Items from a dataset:
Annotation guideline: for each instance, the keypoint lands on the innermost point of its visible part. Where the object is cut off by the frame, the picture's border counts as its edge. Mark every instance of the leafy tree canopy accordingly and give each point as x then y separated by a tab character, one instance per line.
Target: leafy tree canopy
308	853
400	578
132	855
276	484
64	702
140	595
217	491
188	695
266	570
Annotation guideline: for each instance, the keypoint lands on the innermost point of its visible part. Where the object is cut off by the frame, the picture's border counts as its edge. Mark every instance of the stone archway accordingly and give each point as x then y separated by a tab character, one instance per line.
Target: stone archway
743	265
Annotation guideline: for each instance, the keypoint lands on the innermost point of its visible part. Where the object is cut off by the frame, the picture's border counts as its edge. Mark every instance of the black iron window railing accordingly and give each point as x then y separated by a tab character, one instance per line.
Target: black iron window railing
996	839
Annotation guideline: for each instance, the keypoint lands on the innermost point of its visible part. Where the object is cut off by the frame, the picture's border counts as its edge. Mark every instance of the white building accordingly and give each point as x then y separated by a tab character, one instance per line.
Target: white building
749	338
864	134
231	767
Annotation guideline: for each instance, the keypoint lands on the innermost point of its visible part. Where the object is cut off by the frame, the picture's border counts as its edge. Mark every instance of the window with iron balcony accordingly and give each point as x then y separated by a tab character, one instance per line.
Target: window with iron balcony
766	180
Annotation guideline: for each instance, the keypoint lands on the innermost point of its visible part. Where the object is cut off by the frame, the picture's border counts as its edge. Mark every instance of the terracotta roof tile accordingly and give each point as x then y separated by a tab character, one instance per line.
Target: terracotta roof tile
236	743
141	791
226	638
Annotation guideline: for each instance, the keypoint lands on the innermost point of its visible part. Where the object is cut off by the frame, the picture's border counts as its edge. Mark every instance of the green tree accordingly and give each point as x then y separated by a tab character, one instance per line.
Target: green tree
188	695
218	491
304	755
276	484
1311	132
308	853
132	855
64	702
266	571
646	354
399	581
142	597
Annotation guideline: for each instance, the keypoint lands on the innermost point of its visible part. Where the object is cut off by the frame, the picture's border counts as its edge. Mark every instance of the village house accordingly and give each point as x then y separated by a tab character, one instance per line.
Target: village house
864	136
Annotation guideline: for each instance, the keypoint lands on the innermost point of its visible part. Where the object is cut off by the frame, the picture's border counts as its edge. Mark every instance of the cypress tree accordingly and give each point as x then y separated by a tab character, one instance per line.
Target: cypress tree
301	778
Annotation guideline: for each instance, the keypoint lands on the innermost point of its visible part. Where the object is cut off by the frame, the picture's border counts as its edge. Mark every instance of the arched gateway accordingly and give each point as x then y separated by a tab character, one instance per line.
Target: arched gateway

■ **Problem statement**:
Would you repeat the records above without any changes?

■ **Answer to this exercise**:
Annotation guideline: for each instance, the keypoint lands on the innermost point of its visible part. Where the object is cut off by the frame, the picture's border counts as its edge. Mark every instance of the leafy tree canopy accordingly and give each point as x then y separated by a tab character, one instance per line.
Target: leafy tree canopy
308	853
400	578
132	855
276	484
64	702
140	595
217	491
188	695
266	570
Annotation guideline: for each instance, the keypoint lands on the innermost point of its visible part. Where the object is cut off by the frame, the picture's border counts as its edge. Mark every instance of the stone archway accordingly and give each point as x then y separated by a tab character, one instance per line.
Target: stone archway
743	265
Annotation guideline: for each instance, the keypoint lands on the innermost point of its visible part. Where the object is cut off by the frame, the picture's border counts as its edge. Mark every instance of the black iron window railing accordingly and give each point as x then y separated by a tab character, one instance per line.
Target: black iron window railing
996	839
Annotation guideline: for each instance, the keypoint lands on the innermost point of its visible part. Where the object is cut off by the frame, the picture's border counts as its edge. Mark every instance of the white building accordingly and give each point as x then y separated by a tab character, one instance per line.
Target: white building
749	338
864	134
231	767
Annotation guideline: for each instance, the keypoint lands on the innermost point of its visible part. Where the object is cut off by the frame, the picture's border counts as its edge. Mark every instance of the window with iron balcony accordingly and give each point as x then y separated by a tab character, one instance per line.
Target: window with iron balcony
766	180
Annotation guideline: for each instance, the keypoint lands on the innermost point of its visible part. Where the object is cut off by the frame, the picture's border counts as its edge. Mark every instance of the terracotta roof tile accordingly and give each point as x then y separated by a tab character, one instance per line.
Target: terracotta roof tile
236	743
141	791
226	638
Annotation guideline: for each instance, the keypoint lands on the innermost point of its visible part. Where the object is cut off by the frame, the picture's border counts as its edge. Mark every instance of the green tree accordingly and give each point as x then y separated by a tab character, one instance per line.
Target: green tree
188	695
218	491
304	755
276	484
1311	132
308	853
132	855
64	702
266	571
646	354
399	581
142	597
Annotation guideline: for each instance, the keypoint lands on the innermost point of its visible part. Where the object is cut off by the frame, the picture's border counts as its edge. Mark every instance of the village house accordingly and give each point as x then y separated by a tab character, one instance per line.
Target: village house
864	136
Annotation guideline: for each instance, the keypoint lands on the innermost point of its visible part. Where the object is cut off by the frame, the picture's border counts as its edge. Mark every instance of the cypress tree accordingly and give each point as x then y separated by a tab character, one instance per line.
Target: cypress tree
301	778
Annotation guideline: for each instance, the keypoint lands on the innermost point of its visible part. Where the object is cut off by the frame, the picture's border counts as its edge. Mark every instance of the arched gateway accordingly and give each point as x then y separated by a tab character, one instance per line.
Target: arched gateway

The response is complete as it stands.